[The task]
Copy out every line of the material below word for word, leaving out the pictures.

* BEGIN Data rows *

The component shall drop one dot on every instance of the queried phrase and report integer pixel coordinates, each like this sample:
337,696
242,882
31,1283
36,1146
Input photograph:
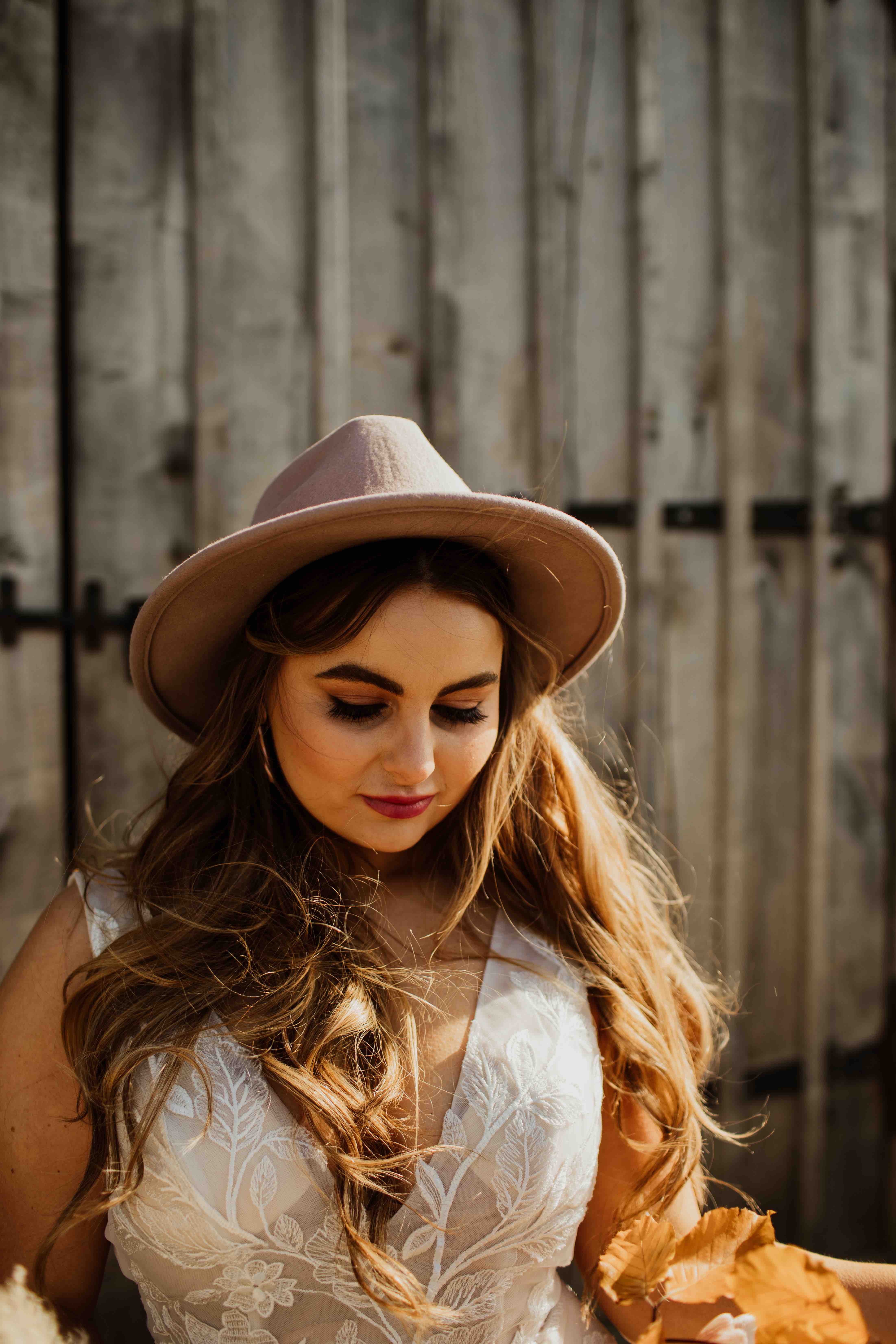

* END Data rows *

[Answer for this exercise]
The component shall drop one dot on every instance of the queried phrase and report integer pixel coordinates, each like this sample:
337,696
242,882
31,1283
36,1146
Input photograph:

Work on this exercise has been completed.